Stated task —
Could you transcribe the material below exactly, without leaving out a single line?

(Records from a data source)

※

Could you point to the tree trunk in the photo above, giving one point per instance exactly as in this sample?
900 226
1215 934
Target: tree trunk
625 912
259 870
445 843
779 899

※

Answer below —
Could you point to the tree trunk in the photo above, giving one point per instance exactly as in this sample?
900 226
1215 934
Target: tree trunk
625 912
259 870
445 843
779 899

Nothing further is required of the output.